**TEXT PROVIDED**
———

Chest, rest

I fell ill. It began in Stockholm. I had a sore throat and a dry, tickling cough. I remember thinking, oh no, no, no. Not this week. Not with the Great North Run on Sunday. On the last run I did, I had to stop and cough a lot, but I was hoping that it didn’t get worse. By “worse,” I mean that it didn’t go down into my chest. The runner’s rule: anything above the neck, you can probably run. Anything below it, don’t. Or, chest equals rest.

On the Friday before the Great North Run on Sunday, I felt OK. I decided to do Parkrun on Saturday as I’d missed a run and wanted to work my legs. I cycled over to Roundhay with my running club-mate Andrew, and I set off with no intentions of being fast. In fact I was a minute faster than I have been for a while, which when you’re running for under half-an-hour, is more significant than it sounds. I don’t do Parkruns very often. I love them, I really do, but I’ve just had other running priorities. And much as I love their inclusiveness and encouragement of all runners of any ability, I do find the wearing of 50 and 100 t-shirts and Parkrun-totting-up to be a bit odd. Or at least, not something I must aspire to, as I’ve only done 11 in three years and I don’t think there’s a t-shirt for that.

After the run, as we gathered at the bandstand, I began to cough. Oh dear. And it was a different cough. This was not tickly and in my throat, but sending stuff up from my lungs. My cough had become what chemists and manufacturers of cough syrup call “productive.” I got home, delivered a marrow to the allotment association show, then lay on my bed and worried. I felt unwell, but how unwell? Was I bad enough not to run? But I had raised sponsorship for the run for WaterAid. I was supposed to be running with my mate Elliot. He was expecting me in Newcastle. I packed my things and set off up north. First though, I called at the designer outlet in York which I stupidly thought was on the way, as I always forget that to get to York from the A1 you have to go sideways. At the outlet, I felt worse and worse. My head began to pound. I was coughing. I phoned Elliot and he said, are you sure you want to run? I wasn’t. I set off in the car, intending to drive to Newcastle and then if necessary, cheer people on if I was too unwell. But then realised I had to take the road heading towards Leeds to get back on the A1 to got north, and it was raining, and I felt crap, and I just kept driving until I got home. I phoned Elliot, I went to bed, and I was sick for a week. I watched the Great North Run on TV, and thought Mo Farah’s victory was pretty suspicious, when it seemed clear that Kigen could have even only slightly kicked and trounced Mo. But I didn’t want to be there. I didn’t want to run. That’s how I knew I was ill. The thought of running even a mile horrified me.

That’s not like me.

———

**TASKS AND EXERCISES**
1. Answer these questions using the post about missing the Great North Run.
(a) In which city did the illness begin?
(b) How many Parkruns has the writer done in three years?
(c) For which organization did the writer raise sponsorship?
2. From the post about missing the Great North Run, output the passage that begins at the words "I fell ill." and ends after the words "chest equals rest.", copying it word for word.
The material that follows has no connection to the post above.

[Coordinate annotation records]
———

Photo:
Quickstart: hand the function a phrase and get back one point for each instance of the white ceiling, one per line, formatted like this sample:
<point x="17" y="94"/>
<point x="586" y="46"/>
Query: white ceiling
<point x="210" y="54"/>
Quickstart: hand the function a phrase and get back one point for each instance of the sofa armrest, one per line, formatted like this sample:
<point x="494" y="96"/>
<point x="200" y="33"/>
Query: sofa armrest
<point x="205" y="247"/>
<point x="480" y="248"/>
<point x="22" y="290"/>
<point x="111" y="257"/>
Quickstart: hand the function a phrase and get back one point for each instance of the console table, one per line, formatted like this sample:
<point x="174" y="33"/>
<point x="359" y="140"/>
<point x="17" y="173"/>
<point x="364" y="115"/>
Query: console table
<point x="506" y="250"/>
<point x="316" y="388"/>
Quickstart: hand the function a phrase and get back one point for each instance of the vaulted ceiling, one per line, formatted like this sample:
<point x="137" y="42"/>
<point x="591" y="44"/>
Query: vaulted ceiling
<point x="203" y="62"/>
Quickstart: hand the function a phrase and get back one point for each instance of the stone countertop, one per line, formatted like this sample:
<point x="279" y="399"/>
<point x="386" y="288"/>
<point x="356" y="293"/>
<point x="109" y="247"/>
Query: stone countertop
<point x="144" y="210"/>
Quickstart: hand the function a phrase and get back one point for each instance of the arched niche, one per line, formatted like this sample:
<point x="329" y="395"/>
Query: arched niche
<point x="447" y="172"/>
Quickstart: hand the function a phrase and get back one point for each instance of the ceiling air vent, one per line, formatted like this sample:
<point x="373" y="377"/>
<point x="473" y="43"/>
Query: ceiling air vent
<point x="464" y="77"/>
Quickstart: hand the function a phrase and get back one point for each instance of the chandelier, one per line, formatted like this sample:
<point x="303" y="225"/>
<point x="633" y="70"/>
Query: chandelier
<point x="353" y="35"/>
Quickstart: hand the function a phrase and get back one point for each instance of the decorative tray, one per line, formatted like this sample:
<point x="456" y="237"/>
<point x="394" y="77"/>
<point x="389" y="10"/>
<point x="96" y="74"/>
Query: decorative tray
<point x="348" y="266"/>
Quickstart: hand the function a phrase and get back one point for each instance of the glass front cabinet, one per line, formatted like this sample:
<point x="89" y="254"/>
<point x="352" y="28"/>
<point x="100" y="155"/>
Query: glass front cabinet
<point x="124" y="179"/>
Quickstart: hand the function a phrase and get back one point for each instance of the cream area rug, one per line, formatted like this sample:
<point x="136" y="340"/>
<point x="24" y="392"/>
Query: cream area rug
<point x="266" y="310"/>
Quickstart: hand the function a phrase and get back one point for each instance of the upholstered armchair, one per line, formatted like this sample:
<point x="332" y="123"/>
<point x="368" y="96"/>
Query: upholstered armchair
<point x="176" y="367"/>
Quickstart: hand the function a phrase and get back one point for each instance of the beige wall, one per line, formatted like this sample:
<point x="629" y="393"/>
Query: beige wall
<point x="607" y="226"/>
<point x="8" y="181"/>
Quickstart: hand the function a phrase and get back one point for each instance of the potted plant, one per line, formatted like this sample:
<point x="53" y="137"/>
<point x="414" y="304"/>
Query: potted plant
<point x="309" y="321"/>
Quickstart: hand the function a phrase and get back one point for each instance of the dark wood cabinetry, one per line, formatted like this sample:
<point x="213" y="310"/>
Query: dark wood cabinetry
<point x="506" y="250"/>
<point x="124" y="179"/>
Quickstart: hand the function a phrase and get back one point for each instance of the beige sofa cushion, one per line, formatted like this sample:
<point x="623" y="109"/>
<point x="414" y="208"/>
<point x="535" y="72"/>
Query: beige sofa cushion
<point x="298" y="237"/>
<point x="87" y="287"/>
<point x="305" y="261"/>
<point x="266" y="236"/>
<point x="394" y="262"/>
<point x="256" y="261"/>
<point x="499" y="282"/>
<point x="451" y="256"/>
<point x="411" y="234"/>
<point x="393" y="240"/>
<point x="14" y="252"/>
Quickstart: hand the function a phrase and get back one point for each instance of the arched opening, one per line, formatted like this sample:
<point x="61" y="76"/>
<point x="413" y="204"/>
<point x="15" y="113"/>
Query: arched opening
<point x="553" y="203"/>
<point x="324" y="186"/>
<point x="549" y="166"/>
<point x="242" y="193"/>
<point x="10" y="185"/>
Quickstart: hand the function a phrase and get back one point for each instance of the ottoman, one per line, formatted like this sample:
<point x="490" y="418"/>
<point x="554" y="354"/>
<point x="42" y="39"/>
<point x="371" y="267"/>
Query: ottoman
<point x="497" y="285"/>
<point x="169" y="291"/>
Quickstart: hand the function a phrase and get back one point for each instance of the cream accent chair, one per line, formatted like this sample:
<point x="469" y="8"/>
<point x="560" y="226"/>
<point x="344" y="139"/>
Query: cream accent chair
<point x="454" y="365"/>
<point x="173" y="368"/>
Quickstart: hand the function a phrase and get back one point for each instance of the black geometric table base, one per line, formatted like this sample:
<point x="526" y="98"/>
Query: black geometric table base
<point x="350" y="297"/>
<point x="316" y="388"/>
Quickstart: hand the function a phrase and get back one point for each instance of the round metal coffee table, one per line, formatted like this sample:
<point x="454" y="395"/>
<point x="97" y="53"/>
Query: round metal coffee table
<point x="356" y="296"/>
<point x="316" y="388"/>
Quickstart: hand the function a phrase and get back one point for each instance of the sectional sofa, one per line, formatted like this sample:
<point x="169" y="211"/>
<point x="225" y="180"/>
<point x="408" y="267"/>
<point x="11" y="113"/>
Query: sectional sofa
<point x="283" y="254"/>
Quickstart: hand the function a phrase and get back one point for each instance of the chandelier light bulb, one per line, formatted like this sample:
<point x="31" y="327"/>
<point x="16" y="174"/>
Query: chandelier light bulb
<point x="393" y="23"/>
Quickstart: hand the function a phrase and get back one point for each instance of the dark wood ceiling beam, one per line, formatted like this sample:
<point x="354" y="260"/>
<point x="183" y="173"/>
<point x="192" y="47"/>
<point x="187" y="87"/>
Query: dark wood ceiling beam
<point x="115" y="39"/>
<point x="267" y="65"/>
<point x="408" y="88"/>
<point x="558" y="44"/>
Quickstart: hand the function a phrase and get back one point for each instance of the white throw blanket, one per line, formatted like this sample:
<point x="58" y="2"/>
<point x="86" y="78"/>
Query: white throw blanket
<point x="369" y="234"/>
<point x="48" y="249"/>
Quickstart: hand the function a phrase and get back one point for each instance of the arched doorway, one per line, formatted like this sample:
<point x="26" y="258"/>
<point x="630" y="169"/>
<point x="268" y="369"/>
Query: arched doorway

———

**RESULTS BY TASK**
1.
(a) Stockholm
(b) 11
(c) WaterAid

2.
I fell ill. It began in Stockholm. I had a sore throat and a dry, tickling cough. I remember thinking, oh no, no, no. Not this week. Not with the Great North Run on Sunday. On the last run I did, I had to stop and cough a lot, but I was hoping that it didn’t get worse. By “worse,” I mean that it didn’t go down into my chest. The runner’s rule: anything above the neck, you can probably run. Anything below it, don’t. Or, chest equals rest.